**** Auswahl ****
Carl Cox – Legende, König, Frohnatur

Auf die Frage, wie er sich in ein paar Worten selbst beschreiben würde, sagte Carl Cox einst in einem Interview gegenüber Subtext.at: „Glücklich, positiv, sehr konzentriert, das Ganze mit einer Leidenschaft für Musik.“ Wir könnten dem Ganzen jetzt noch eine Reihe an positiven Attributen hinzufügen, sind uns aber einig: Das passt schon ganz gut. Der britische DJ und Produzent mit Wurzeln auf Barbados ist nämlich nicht nur eine wahrhafte Musik-Ikone, sondern auch absoluter Sympathieträger. Stets mit seinem nimmermüden Zahnpasta-Lächeln bewaffnet, gilt der Tausendsassa als Gute-Laune-Bär der elektronischen Musikszene. Gerade in schweren Zeiten wie diesen sind es Menschen wie Carl Cox, die uns von all der Negativität ablenken und uns mit positiven Vibes verzaubern. Bitte mehr davon! Der 57-Jährige ist aber nicht nur ein verdammt cooler Typ und ein herzensguter Mensch, sondern auch mehrfach preisgekrönter DJ und Produzent, Labelbesitzer, (angehender) Autor und sogar Betreiber eines eigenen Motorsport-Rennstalls – kann man mal so machen. In unserem Jubiläums-Feature der 100. FAZEmag-Ausgabe möchten wir einem Menschen Tribut zollen, der die elektronische Musikbranche maßgeblich (und vor allem: erfolgreich!) geprägt hat und auch nach mehreren Dekaden seines Schaffens immer noch als heißbegehrte und schillernde Persönlichkeit gilt. Vorhang auf für Carl Cox!

 

Vom mobilen Teenie-DJ zur Ibiza-Legende

Aufgewachsen war er mit der Musik von Funk-Legenden wie Maceo Parker und James Brown, die ihn auch bis heute noch prägt. Mit gerade einmal 15 Jahren legte sich Carl Cox dann einen Plattenspieler zu und begann, als mobiler DJ zu arbeiten – Hip-Hop und Electro hatten es ihm angetan. Als dann der Chicago-House das Licht der Welt erblickte und im Jahre 1987 der Hit „Acid Trax“ von Phuture (alias DJ Pierre) erschien, war dem damals jungen Carl allerdings sofort klar: „Das ist es. Ich werde meinen üblichen Sound auf den Partys spielen und dann den Leuten sagen: ,Ihr müsst euch diesen Track anhören.’ Und sie würden alles stehen und liegen lassen und einfach nur zuhören.“ Carl Cox hatte seine Bestimmung gefunden.
****
Ziel der Aufgabe
Erkläre in ein bis drei Sätzen, weshalb das Porträt über Carl Cox ihm das Jubiläums-Feature der 100. FAZEmag-Ausgabe widmet.
**** Datenzeilen ****
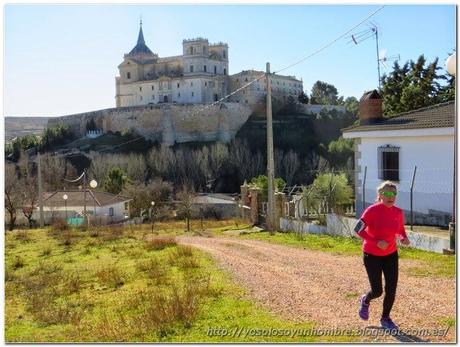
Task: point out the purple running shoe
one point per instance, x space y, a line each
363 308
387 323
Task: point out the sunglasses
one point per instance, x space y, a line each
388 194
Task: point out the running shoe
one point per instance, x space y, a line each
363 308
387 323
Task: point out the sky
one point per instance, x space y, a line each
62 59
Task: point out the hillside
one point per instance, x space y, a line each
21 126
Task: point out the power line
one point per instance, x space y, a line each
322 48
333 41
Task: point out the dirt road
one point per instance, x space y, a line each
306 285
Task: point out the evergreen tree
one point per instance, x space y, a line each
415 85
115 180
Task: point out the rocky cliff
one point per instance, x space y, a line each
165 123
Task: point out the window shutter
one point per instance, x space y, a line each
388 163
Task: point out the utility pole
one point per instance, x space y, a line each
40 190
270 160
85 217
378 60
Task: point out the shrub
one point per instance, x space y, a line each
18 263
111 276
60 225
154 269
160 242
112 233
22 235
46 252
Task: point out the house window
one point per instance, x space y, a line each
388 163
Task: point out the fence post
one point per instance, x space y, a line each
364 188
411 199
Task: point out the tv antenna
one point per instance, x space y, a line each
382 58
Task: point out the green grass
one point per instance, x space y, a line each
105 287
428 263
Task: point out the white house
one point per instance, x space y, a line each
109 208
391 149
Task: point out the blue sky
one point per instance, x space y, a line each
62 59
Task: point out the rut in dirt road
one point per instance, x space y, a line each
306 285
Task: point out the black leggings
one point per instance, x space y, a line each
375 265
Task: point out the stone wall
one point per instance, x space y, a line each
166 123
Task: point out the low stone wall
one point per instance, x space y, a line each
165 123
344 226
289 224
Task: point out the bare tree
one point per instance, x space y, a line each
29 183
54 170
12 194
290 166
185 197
****
Erledigte Aufgabe
Mit dem Feature soll einem Menschen Tribut gezollt werden, der die elektronische Musikbranche maßgeblich und erfolgreich geprägt hat. Außerdem gilt Carl Cox auch nach mehreren Dekaden seines Schaffens noch als heißbegehrte und schillernde Persönlichkeit.